## start

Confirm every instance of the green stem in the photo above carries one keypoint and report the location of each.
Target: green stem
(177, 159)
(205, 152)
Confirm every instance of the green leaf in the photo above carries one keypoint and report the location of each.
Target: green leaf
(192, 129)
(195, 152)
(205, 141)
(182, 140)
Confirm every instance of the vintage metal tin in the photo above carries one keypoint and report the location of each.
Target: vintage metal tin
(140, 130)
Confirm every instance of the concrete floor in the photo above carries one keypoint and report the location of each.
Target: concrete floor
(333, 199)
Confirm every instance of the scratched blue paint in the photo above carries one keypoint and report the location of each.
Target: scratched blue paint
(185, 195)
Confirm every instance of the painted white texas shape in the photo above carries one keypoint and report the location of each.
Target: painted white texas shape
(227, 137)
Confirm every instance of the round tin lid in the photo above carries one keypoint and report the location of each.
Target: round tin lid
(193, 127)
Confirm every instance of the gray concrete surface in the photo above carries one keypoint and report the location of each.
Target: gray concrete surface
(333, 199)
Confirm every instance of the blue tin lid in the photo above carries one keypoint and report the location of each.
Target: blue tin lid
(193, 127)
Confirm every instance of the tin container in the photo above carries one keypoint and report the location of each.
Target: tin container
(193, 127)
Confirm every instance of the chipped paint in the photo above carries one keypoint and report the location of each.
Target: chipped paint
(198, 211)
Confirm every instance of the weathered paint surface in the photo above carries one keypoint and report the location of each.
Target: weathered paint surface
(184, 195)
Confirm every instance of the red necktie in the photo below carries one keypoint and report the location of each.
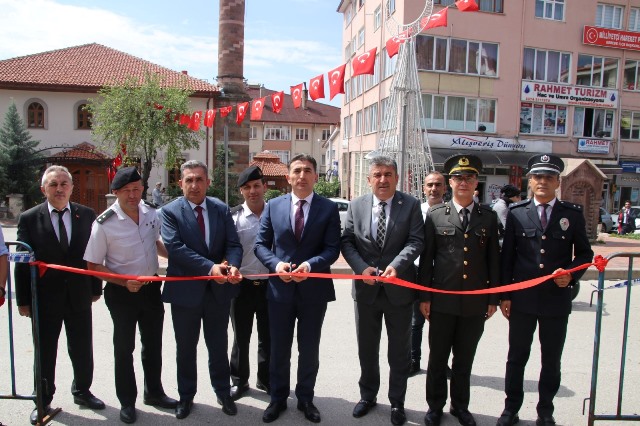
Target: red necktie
(200, 220)
(299, 220)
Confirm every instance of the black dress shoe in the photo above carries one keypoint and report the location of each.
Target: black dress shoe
(363, 407)
(162, 401)
(273, 411)
(398, 417)
(311, 413)
(464, 416)
(433, 417)
(128, 414)
(545, 421)
(228, 406)
(507, 418)
(237, 391)
(183, 409)
(33, 418)
(89, 400)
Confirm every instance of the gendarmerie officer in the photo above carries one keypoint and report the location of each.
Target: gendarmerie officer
(253, 291)
(461, 253)
(125, 239)
(543, 235)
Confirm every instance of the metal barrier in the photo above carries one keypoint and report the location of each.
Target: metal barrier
(26, 256)
(618, 416)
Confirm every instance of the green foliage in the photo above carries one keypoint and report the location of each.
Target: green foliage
(327, 189)
(19, 161)
(140, 115)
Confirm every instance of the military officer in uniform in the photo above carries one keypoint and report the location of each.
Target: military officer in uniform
(125, 239)
(543, 235)
(461, 253)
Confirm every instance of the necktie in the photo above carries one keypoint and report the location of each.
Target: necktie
(299, 220)
(465, 218)
(200, 219)
(543, 216)
(382, 225)
(62, 230)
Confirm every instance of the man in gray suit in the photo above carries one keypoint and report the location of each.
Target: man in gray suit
(384, 234)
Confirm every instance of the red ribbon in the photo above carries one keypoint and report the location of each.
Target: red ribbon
(599, 262)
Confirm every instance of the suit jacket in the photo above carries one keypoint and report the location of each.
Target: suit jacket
(402, 245)
(457, 260)
(190, 256)
(529, 252)
(319, 245)
(57, 290)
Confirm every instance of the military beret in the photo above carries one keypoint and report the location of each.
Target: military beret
(249, 174)
(545, 164)
(124, 176)
(462, 165)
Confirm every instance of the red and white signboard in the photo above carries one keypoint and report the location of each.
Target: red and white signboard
(561, 94)
(608, 37)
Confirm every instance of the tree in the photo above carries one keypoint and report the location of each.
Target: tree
(19, 161)
(140, 117)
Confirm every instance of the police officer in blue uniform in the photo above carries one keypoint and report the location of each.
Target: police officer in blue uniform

## end

### To be done
Your task is to transcribe the line containing "Confirm every instance of the red ribbon" and every line after it, through the last line of the data, exactly as written and with nothing more.

### Task solution
Confirm every instance of the red ribbon in the photo above carries one keypoint and report the location of each.
Target: red ribbon
(599, 262)
Confirm every instance of the suit jacket in the photo above carries one keypoint and report the location of each.
Target: suit jacket
(402, 245)
(457, 260)
(190, 256)
(529, 252)
(319, 245)
(57, 290)
Confirm every instance of the military beret in the photo above carries one keypoint and report the location of each.
Target: military beret
(249, 174)
(545, 164)
(124, 176)
(462, 165)
Confirm every instance of the red and white signboard in the photo above carries one keypoint and report the location of each.
Target: red and white signboard
(561, 94)
(608, 37)
Confirm every instance of the tree in the photo above carries one keypoint and report the location of each.
Target: tree
(19, 161)
(140, 117)
Confirm every instance of the police officer in blue uniform in the photo above carries one keypoint and report the location of each.
Target: police officer in blue uniform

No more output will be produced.